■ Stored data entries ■
═══
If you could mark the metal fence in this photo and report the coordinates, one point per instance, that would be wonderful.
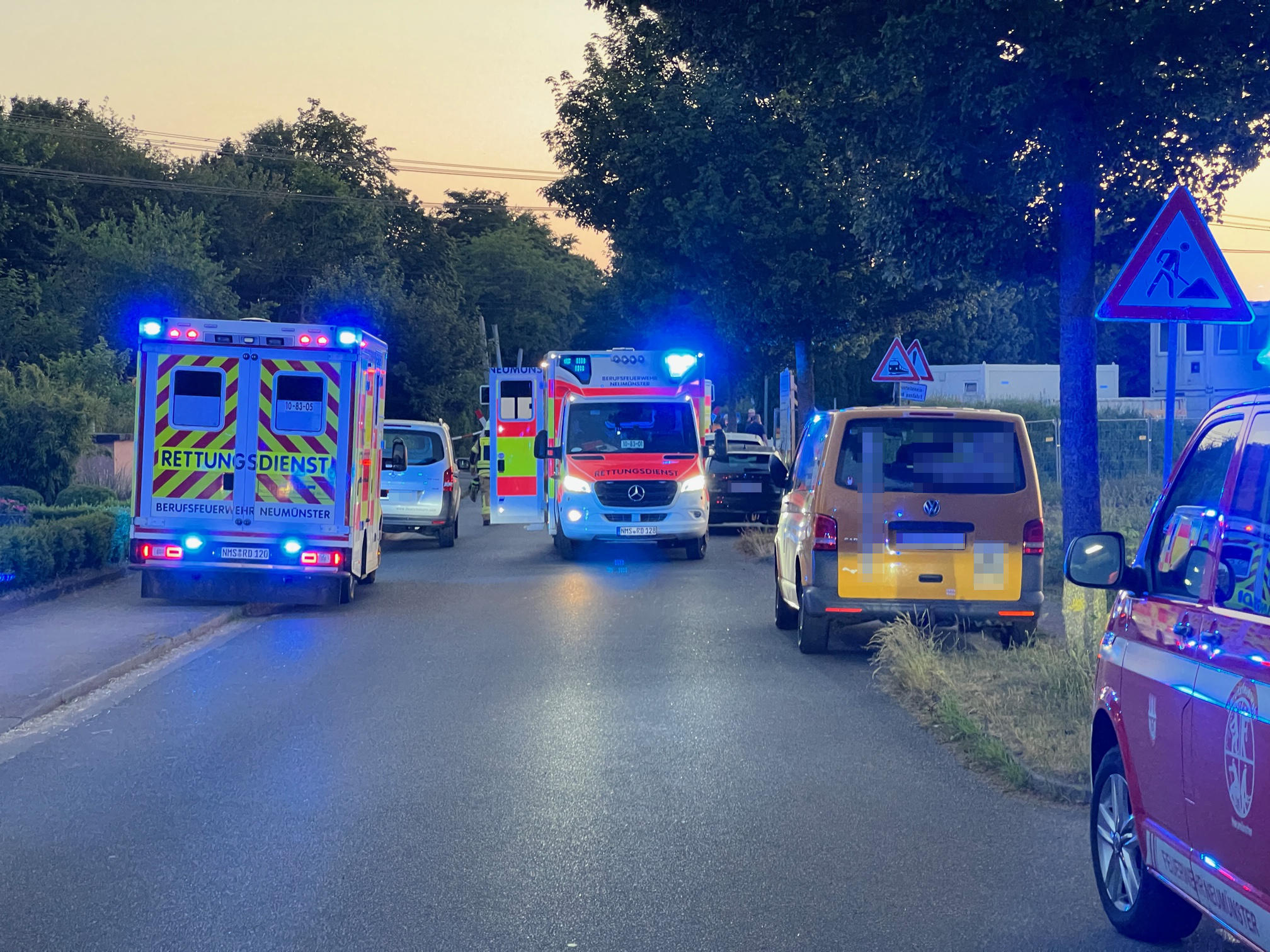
(1128, 446)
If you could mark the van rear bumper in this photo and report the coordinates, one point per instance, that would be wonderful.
(825, 601)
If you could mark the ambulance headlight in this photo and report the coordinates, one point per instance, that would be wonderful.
(678, 365)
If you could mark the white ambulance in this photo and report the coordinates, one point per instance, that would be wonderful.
(258, 458)
(617, 438)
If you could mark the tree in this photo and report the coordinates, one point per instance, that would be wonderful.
(1011, 140)
(117, 271)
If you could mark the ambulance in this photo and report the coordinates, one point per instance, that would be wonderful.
(604, 446)
(258, 458)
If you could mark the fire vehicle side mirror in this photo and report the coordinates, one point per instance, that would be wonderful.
(779, 472)
(397, 462)
(721, 446)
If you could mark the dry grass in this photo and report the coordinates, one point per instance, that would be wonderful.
(756, 541)
(1029, 706)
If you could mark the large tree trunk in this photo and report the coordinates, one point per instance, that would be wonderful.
(804, 378)
(1077, 356)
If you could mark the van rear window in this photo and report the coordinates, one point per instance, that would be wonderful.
(931, 456)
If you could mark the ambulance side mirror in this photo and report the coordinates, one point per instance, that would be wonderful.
(397, 462)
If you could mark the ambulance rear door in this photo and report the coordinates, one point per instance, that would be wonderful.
(190, 418)
(299, 460)
(517, 408)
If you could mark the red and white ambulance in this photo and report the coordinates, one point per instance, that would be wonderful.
(1180, 819)
(258, 458)
(621, 436)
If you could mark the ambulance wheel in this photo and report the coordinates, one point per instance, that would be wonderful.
(786, 617)
(566, 546)
(1136, 902)
(813, 633)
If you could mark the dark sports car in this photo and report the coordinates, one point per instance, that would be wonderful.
(740, 483)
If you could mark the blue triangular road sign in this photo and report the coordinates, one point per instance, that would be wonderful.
(1176, 273)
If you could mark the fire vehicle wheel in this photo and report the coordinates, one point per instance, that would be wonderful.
(813, 633)
(1136, 902)
(786, 617)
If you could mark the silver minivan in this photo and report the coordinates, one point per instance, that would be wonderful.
(425, 498)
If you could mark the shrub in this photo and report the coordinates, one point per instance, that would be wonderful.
(83, 494)
(27, 497)
(32, 555)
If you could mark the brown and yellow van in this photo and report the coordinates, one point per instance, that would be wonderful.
(929, 512)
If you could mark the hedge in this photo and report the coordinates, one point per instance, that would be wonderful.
(83, 494)
(27, 497)
(61, 541)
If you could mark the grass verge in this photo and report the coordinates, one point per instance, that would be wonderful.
(1010, 712)
(756, 541)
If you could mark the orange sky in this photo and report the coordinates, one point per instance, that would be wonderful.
(440, 81)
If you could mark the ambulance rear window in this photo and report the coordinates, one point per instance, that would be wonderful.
(197, 399)
(300, 403)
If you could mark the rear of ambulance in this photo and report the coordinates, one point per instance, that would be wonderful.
(243, 479)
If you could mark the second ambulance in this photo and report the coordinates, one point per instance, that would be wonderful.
(605, 447)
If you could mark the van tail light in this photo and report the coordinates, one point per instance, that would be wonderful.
(319, 558)
(826, 535)
(1034, 537)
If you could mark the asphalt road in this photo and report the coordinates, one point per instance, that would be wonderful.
(493, 749)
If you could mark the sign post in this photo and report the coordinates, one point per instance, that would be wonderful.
(1175, 275)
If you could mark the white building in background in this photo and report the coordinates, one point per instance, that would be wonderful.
(973, 382)
(1215, 361)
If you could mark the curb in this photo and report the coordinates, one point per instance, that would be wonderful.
(157, 650)
(56, 589)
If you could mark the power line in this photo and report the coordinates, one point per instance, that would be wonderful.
(167, 186)
(203, 144)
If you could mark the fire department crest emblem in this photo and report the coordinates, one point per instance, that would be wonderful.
(1241, 747)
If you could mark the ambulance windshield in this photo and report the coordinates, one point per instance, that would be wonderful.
(632, 427)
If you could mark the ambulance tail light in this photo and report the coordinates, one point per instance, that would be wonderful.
(1034, 537)
(321, 557)
(826, 535)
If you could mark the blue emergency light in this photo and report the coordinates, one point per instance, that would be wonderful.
(678, 365)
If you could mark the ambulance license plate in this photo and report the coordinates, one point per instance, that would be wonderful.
(241, 552)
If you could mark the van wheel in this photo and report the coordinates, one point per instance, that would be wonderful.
(786, 617)
(813, 633)
(567, 547)
(1136, 902)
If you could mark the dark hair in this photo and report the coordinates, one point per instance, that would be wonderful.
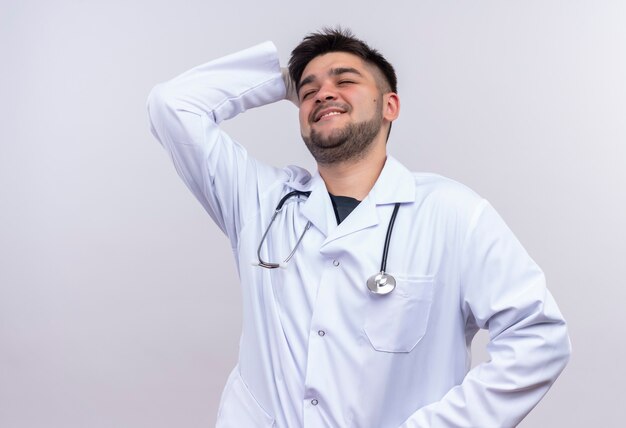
(337, 40)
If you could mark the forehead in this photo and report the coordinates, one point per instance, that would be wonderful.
(324, 64)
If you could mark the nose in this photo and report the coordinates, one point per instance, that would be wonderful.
(325, 93)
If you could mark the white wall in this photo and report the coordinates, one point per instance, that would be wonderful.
(113, 310)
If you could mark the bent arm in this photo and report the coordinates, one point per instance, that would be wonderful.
(503, 291)
(184, 116)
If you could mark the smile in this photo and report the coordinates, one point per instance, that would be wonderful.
(327, 113)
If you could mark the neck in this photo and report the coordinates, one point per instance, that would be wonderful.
(354, 178)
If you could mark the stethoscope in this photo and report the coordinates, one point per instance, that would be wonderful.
(379, 283)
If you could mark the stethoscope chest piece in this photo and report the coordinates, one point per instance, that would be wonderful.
(381, 283)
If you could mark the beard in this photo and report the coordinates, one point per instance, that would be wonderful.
(352, 142)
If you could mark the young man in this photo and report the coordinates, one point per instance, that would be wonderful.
(330, 339)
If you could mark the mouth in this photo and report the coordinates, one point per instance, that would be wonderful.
(327, 113)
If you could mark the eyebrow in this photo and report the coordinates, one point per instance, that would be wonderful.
(333, 72)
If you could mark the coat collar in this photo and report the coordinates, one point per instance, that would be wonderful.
(395, 184)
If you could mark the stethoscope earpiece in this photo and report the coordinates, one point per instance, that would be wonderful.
(381, 283)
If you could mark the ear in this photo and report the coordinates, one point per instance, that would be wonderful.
(391, 106)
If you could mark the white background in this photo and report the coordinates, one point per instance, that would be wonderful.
(119, 302)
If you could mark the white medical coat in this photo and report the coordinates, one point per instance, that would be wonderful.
(317, 348)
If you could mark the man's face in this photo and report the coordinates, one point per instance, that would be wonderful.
(341, 107)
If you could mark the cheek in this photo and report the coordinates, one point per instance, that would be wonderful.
(303, 118)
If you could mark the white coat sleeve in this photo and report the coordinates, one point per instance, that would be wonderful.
(504, 291)
(184, 116)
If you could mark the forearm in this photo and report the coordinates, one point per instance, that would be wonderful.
(503, 291)
(184, 115)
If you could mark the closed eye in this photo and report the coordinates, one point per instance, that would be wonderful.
(307, 94)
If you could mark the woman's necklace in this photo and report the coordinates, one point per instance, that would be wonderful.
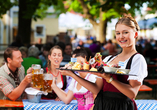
(55, 75)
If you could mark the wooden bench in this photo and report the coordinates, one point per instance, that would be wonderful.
(145, 88)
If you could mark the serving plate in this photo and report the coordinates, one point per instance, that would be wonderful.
(109, 70)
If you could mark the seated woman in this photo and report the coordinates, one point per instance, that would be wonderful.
(83, 96)
(55, 57)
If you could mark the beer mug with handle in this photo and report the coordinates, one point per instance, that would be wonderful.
(37, 77)
(47, 82)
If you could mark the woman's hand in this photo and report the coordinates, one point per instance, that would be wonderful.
(103, 75)
(57, 99)
(29, 71)
(28, 78)
(66, 72)
(53, 85)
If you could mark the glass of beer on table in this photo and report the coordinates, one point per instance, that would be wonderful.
(37, 77)
(47, 82)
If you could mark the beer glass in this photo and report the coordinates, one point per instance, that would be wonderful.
(47, 82)
(37, 78)
(36, 68)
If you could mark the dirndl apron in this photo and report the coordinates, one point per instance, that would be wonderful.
(111, 98)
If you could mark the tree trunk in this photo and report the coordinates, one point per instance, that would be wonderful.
(24, 25)
(101, 29)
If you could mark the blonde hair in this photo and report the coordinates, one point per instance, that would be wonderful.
(128, 21)
(49, 62)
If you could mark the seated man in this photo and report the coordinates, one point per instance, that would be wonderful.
(33, 58)
(12, 79)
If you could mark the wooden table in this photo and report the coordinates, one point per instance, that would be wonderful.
(11, 104)
(145, 88)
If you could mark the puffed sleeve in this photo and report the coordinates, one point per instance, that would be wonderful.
(138, 68)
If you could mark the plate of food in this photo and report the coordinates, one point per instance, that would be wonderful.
(95, 65)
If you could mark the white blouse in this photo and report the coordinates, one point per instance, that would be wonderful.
(73, 84)
(138, 67)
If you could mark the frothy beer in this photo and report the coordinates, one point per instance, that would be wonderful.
(37, 77)
(47, 82)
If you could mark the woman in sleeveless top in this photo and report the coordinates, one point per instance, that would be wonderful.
(83, 96)
(55, 57)
(118, 92)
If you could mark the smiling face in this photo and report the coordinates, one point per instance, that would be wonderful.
(16, 60)
(55, 57)
(125, 36)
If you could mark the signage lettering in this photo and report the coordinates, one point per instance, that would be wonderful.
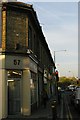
(16, 62)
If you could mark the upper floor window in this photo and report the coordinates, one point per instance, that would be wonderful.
(30, 38)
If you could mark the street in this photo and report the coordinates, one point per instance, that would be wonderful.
(68, 111)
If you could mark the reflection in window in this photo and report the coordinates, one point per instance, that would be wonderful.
(14, 74)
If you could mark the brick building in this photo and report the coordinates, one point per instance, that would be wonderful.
(26, 64)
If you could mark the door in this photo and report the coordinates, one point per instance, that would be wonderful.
(14, 96)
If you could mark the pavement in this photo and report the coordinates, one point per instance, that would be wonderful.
(48, 113)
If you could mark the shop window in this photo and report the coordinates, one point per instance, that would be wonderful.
(14, 74)
(33, 86)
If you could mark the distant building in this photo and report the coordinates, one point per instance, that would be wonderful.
(26, 64)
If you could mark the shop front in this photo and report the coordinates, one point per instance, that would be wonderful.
(19, 91)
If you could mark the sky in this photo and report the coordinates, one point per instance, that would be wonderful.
(59, 21)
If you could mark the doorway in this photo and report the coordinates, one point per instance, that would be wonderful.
(14, 94)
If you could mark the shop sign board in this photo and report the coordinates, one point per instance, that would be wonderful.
(20, 62)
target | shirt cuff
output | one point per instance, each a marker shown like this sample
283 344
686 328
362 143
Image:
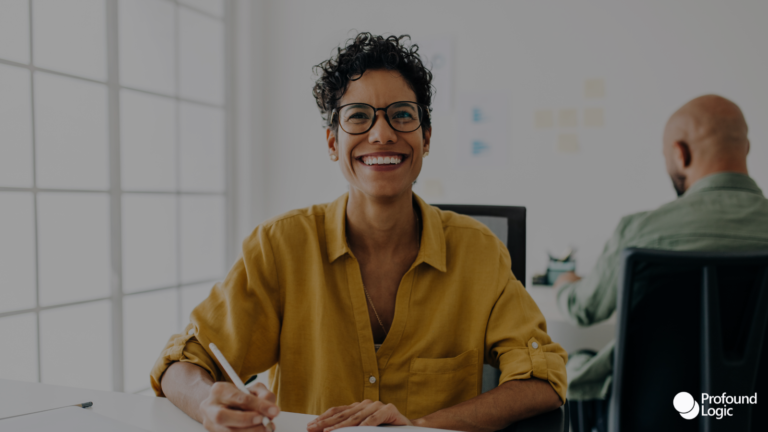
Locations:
182 347
545 362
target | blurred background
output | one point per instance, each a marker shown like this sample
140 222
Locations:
142 140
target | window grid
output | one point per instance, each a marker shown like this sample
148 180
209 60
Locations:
115 189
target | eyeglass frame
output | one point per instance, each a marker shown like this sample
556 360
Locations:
337 110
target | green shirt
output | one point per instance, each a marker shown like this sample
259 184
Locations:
724 212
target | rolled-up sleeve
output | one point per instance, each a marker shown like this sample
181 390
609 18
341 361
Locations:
241 316
517 341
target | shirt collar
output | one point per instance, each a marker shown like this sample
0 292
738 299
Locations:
432 250
724 180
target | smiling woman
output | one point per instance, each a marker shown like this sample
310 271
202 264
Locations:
376 308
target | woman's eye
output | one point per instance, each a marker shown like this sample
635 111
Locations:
357 116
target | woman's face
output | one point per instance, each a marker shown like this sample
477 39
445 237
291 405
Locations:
379 88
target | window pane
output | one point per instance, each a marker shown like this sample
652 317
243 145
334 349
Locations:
15 126
74 256
202 57
202 238
18 337
191 296
72 138
70 36
149 241
149 320
202 148
147 142
213 7
17 251
14 30
147 36
76 346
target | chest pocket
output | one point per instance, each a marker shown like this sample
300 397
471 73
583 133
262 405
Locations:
434 384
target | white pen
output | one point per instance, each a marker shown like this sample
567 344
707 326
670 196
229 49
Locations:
235 378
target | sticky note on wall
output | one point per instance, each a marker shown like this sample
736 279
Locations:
433 188
544 119
593 117
594 88
568 143
568 118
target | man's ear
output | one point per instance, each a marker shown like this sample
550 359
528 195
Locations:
682 154
330 138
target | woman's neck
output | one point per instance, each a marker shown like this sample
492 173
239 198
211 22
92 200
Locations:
376 227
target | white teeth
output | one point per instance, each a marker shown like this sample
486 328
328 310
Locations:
382 160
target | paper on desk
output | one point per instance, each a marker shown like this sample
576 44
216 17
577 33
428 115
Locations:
378 428
16 399
70 419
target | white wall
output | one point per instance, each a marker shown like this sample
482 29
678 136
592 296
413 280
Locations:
653 55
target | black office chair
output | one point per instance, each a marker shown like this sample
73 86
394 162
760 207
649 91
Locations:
508 223
690 322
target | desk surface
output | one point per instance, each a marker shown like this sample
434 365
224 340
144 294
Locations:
146 412
160 415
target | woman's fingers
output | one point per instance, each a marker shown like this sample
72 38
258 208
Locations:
358 417
223 416
230 396
262 391
336 415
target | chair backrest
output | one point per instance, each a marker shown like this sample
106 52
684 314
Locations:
691 322
508 223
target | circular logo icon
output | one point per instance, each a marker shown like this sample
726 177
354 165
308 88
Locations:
686 405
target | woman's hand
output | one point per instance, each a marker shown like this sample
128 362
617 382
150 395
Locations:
365 413
228 409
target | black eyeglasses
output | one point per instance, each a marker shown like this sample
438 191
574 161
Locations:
359 118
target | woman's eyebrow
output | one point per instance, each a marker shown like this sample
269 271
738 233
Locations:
356 105
403 103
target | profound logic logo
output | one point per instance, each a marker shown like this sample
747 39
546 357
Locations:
718 406
686 405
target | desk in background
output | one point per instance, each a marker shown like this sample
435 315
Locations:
570 336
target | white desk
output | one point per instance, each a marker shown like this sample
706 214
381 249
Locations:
160 415
570 336
151 413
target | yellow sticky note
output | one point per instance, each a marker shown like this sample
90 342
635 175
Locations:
568 143
594 88
593 117
568 118
544 119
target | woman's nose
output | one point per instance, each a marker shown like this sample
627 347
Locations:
381 132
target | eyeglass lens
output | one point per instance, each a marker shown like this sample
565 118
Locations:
402 116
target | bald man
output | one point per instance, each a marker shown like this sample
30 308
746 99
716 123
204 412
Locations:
719 208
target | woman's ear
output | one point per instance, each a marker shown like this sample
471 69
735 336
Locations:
682 155
330 138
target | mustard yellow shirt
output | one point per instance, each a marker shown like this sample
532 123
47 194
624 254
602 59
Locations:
294 303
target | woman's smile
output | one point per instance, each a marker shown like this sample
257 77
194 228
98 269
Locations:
382 161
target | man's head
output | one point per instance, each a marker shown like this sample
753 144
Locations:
705 136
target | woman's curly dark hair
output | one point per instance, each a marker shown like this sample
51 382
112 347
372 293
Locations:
369 52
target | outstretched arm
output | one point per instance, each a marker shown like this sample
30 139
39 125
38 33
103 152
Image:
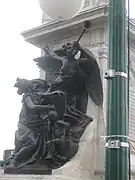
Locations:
36 108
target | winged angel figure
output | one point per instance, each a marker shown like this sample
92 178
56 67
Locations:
67 96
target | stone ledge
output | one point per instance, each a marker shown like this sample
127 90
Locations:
36 177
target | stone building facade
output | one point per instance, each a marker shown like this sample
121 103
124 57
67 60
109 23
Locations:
89 162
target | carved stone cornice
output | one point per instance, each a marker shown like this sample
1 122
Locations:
56 31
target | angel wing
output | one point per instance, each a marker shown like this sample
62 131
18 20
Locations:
49 61
92 78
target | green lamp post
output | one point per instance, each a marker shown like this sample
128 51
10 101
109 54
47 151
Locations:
117 146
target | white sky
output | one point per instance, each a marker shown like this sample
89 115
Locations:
16 60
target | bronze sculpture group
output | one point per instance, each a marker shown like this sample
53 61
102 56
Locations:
53 116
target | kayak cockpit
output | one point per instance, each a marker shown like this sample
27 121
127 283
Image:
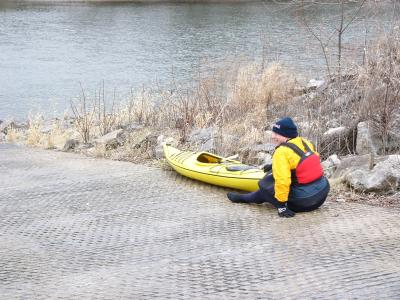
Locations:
208 158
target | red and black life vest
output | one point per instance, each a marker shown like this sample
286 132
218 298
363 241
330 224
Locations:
309 168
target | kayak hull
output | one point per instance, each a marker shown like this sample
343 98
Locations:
213 169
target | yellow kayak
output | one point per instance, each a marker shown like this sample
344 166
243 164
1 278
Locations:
213 169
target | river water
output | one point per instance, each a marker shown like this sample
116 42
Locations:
47 51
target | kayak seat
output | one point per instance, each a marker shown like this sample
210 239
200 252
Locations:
239 168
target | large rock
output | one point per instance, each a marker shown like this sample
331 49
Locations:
112 139
384 177
158 151
369 140
6 126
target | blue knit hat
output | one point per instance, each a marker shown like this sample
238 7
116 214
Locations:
285 127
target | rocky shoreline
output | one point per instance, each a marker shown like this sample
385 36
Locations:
367 173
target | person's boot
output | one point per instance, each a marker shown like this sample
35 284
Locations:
235 197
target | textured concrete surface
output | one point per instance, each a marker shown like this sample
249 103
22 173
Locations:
78 228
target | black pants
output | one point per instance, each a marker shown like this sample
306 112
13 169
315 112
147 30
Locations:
266 194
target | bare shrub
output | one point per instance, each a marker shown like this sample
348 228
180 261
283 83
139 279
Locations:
380 82
83 110
33 134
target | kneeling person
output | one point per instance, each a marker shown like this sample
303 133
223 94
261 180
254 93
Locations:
297 182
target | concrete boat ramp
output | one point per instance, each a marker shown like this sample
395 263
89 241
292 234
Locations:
73 227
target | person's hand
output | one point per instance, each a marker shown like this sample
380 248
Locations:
266 168
285 212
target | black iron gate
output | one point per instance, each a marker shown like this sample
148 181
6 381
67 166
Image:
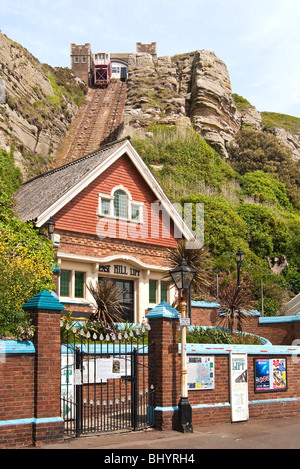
═══
■ REQUIRED WORK ■
If a line in the records contains the word "shirt", copy it out.

■ EXERCISE RESPONSE ■
target | shirt cuff
target | green shirt
target | shirt collar
target | mustard yellow shirt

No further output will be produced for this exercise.